Исходный фрагмент
#####
Правда, люди здесь друг друга больше не убивают, зато пугают, отстраняют, обвиняют, сажают, и результат в конечном счете вполне боевой: Цхинвал как лежал в руинах, так и лежит. Признав в 2008 году Южную Осетию независимым государством, Россия рассчитывала включить ее в свое экономическое и политическое пространство, но пока ничего не выходит. Получая огромные деньги на восстановление, осетинские власти предпочитают распоряжаться ими по законам непризнанного государства, а попытки ограничить их в этом воспринимают как предательство.

В 2011 году сумма, выделенная Южной Осетии, составит 6,8 миллиарда рублей. До последнего времени Россия пыталась жестко контролировать расходование своей финансовой помощи, строительные организации должны были за каждый свой шаг отчитываться перед Москвой. Но с будущего года схема изменится: деньги будут перечисляться прямо в бюджет республики без всяких промежуточных комиссий и комитетов, а соображения российской стороны будут отныне носить рекомендательный характер. Таким образом, осетинские чиновники получат гораздо больше самостоятельности. Что из этого выйдет, можно попытаться себе представить, опираясь на опыт последних двух лет.

Плановый объезд

За темными стеклами автомобиля Цхинвал кажется призрачным, как затонувший древний город на дне Мирового океана. За окном проплывают древняя средняя школа, древний колхозный рынок, древний, даже какой-то античный институт.
#####
Задание
Какая сумма будет выделена Южной Осетии в 2011 году, согласно фрагменту о Цхинвале? Строки, приведенные далее, представляют собой отдельный материал.

Выдержки из строк
#####
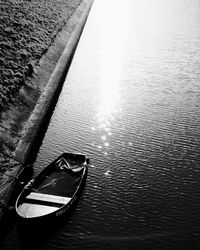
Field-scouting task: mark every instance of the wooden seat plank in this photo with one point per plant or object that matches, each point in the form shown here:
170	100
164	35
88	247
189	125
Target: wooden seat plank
48	198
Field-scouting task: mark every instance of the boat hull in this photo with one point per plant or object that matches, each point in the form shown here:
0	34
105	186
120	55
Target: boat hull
54	192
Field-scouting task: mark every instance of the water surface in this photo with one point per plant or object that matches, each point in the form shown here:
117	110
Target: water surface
131	102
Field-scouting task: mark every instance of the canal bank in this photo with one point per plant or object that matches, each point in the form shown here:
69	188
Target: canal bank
22	125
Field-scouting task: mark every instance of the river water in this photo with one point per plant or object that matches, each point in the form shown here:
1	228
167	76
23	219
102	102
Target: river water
131	102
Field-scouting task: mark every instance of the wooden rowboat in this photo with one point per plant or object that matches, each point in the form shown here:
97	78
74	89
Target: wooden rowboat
55	190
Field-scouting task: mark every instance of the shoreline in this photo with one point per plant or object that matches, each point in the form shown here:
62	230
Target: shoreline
21	123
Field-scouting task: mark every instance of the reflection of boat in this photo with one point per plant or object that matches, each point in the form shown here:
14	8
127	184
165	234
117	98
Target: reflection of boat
55	190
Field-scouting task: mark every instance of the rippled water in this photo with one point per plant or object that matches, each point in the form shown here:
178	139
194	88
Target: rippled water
131	102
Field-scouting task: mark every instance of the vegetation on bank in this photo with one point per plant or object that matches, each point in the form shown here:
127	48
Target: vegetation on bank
27	29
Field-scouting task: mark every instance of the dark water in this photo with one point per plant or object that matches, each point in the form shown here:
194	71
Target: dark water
131	102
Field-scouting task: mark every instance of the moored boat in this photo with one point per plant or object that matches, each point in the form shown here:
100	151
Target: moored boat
55	190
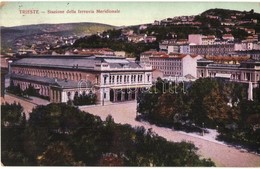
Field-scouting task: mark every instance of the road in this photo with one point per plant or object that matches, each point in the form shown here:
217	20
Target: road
221	154
124	113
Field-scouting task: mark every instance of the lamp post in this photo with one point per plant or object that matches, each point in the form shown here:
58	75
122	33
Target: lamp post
202	129
103	90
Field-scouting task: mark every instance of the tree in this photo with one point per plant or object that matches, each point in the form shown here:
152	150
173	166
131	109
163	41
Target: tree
57	154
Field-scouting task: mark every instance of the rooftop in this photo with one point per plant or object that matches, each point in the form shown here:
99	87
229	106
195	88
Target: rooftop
74	62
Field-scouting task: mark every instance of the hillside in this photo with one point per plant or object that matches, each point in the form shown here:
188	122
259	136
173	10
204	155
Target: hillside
11	36
210	22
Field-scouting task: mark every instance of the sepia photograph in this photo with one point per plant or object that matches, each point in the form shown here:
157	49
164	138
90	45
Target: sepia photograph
130	83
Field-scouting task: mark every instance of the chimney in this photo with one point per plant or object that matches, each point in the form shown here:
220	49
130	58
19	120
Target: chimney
9	66
250	91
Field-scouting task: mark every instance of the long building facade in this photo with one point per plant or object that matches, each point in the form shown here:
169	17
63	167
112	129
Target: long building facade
245	72
62	77
173	64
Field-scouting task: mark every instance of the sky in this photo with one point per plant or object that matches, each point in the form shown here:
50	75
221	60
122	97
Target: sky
129	13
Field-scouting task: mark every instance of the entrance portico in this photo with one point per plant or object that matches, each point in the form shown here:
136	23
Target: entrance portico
127	94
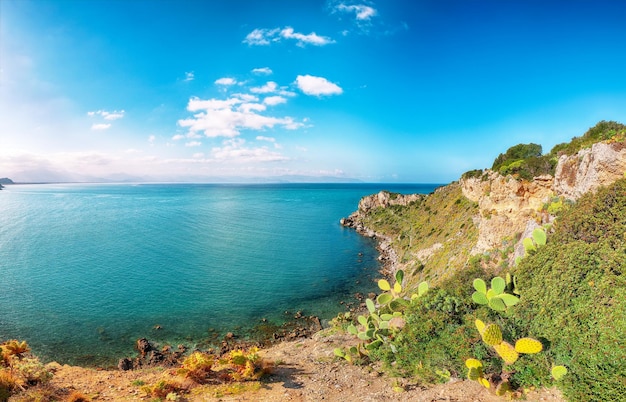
#####
Ответ к заданию
6,8 миллиарда рублей.